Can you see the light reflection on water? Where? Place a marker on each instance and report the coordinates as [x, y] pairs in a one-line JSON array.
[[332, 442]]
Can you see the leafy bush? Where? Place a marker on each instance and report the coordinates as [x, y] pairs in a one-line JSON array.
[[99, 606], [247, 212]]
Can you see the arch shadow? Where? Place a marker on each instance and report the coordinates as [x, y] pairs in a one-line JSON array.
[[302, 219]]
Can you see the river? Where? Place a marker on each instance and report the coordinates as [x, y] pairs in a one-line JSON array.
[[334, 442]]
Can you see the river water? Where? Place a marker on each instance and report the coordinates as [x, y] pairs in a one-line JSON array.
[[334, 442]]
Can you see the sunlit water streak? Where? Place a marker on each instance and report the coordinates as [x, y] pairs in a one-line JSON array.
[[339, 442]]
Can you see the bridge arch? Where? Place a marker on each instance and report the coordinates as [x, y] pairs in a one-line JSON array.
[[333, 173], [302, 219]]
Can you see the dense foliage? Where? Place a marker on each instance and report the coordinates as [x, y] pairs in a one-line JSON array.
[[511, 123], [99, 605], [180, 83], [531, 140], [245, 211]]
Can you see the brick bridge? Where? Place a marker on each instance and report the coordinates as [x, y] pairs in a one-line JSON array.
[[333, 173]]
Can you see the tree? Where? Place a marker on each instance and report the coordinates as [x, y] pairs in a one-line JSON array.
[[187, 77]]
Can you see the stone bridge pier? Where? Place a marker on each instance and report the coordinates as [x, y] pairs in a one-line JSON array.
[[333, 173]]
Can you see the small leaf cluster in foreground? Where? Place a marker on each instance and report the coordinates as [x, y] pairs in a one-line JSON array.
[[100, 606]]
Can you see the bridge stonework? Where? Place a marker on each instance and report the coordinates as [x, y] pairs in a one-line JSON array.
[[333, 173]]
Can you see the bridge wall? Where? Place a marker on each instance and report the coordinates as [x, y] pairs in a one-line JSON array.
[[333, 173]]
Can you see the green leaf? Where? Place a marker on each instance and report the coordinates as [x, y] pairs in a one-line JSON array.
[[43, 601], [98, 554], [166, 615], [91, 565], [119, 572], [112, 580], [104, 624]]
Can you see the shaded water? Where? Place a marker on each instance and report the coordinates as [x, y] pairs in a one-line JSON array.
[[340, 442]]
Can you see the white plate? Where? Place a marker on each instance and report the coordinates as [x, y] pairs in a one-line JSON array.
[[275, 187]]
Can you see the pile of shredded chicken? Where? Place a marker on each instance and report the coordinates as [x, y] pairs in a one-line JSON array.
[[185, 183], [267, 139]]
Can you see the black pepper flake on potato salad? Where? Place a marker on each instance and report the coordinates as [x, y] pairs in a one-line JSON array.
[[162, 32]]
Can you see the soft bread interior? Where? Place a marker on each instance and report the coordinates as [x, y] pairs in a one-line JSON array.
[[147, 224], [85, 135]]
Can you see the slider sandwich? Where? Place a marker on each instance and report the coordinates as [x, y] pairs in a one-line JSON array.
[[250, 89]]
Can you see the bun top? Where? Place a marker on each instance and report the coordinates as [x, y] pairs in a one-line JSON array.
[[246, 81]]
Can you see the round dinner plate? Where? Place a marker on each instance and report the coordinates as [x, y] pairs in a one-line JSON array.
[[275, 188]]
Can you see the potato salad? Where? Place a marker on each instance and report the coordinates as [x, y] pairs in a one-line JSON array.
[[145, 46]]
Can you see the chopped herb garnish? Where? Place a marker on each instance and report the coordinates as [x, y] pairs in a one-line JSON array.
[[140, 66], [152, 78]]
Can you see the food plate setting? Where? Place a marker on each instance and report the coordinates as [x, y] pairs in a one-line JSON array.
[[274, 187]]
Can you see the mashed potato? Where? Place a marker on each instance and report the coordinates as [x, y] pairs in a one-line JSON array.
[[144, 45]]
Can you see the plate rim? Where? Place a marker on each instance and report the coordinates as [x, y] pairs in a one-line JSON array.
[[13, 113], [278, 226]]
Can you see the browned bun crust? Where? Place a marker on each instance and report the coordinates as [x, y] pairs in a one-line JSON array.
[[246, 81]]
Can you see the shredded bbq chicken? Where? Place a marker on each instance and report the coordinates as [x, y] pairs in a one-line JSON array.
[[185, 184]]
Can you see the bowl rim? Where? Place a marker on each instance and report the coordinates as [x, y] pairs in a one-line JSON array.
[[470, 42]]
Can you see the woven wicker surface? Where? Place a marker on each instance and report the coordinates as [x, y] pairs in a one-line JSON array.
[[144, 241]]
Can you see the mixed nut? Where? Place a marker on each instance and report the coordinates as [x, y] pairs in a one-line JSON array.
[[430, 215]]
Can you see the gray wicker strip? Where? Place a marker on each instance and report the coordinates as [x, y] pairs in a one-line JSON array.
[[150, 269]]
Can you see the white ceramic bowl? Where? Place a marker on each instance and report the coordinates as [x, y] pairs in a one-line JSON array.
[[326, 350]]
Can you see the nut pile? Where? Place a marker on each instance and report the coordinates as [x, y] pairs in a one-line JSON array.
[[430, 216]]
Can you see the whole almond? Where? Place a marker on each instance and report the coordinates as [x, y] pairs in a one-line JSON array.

☆ ☆ ☆ ☆ ☆

- [SET PROBLEM]:
Repeat the records word for word, starting at the line with "Can you see the slider" and ending with the line with "[[140, 66], [152, 78]]", both lines included.

- [RESPONSE]:
Can you see the slider sandwich? Where? Place a marker on each instance and report the coordinates as [x, y] pairs in a one-line JSON array.
[[250, 89]]
Can you see the bun top? Where? Place a marker on each instance and report the coordinates as [x, y] pairs in a one-line JSON array.
[[246, 81]]
Can you see the round dinner plate? Where? Place a marker on each instance and report the coordinates as [x, y] pairs in a one-line JSON array.
[[275, 188]]
Can you see the potato salad? Where? Place a marker on each instance and report the coordinates as [x, y] pairs in a one-line JSON array.
[[145, 46]]
Can you see the chopped herb garnish? Where? Place a marker on each instance and report the coordinates as [x, y] pairs in a one-line JSON array.
[[140, 66], [152, 78]]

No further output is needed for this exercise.